### DATA RECORDS
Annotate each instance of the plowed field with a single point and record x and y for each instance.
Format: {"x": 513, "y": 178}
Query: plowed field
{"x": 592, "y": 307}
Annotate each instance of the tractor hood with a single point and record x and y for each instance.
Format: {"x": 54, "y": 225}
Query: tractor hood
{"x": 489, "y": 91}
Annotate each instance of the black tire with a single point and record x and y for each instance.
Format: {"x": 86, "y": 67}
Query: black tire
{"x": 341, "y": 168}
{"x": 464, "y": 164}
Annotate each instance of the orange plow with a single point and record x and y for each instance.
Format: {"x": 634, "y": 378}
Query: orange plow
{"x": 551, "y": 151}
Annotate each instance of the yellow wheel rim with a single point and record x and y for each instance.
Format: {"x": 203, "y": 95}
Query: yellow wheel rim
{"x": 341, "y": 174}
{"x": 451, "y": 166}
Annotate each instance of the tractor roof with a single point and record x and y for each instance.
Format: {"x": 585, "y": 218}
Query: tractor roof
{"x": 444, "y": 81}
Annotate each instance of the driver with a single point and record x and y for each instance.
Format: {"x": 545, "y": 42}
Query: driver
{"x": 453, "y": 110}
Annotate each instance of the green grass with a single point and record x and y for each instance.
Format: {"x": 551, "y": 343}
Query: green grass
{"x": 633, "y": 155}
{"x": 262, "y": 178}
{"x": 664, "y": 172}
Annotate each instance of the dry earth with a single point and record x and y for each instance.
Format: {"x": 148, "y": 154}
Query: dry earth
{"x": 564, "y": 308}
...
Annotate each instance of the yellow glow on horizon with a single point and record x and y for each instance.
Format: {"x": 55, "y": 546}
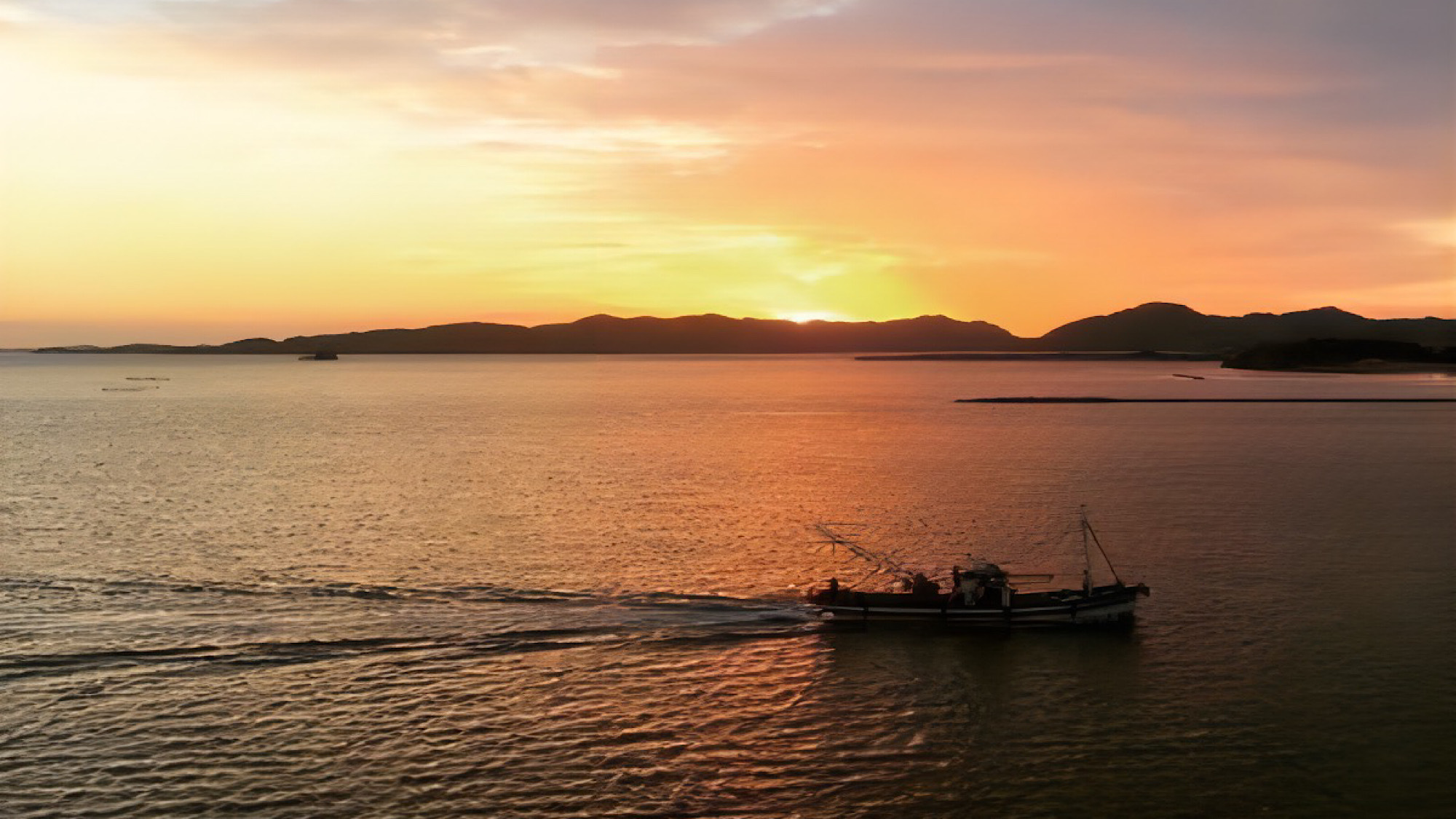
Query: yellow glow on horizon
==
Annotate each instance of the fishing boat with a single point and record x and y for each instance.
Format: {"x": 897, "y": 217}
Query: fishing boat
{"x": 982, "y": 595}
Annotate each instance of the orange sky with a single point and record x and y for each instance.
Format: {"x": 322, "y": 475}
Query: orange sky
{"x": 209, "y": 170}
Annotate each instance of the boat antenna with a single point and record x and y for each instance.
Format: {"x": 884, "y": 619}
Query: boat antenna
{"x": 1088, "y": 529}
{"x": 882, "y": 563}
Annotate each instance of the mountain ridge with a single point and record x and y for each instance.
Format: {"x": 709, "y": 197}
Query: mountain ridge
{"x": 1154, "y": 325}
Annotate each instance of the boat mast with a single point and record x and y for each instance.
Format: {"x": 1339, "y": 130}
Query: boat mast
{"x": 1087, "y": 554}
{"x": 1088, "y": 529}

### ACTIVITY
Among the lines above, list those that contain the word "glow".

### TASK RESPONSE
Annotate each instance of the yellow glow on horizon with a single point and record x and y for each instance.
Query: yellow glow on horizon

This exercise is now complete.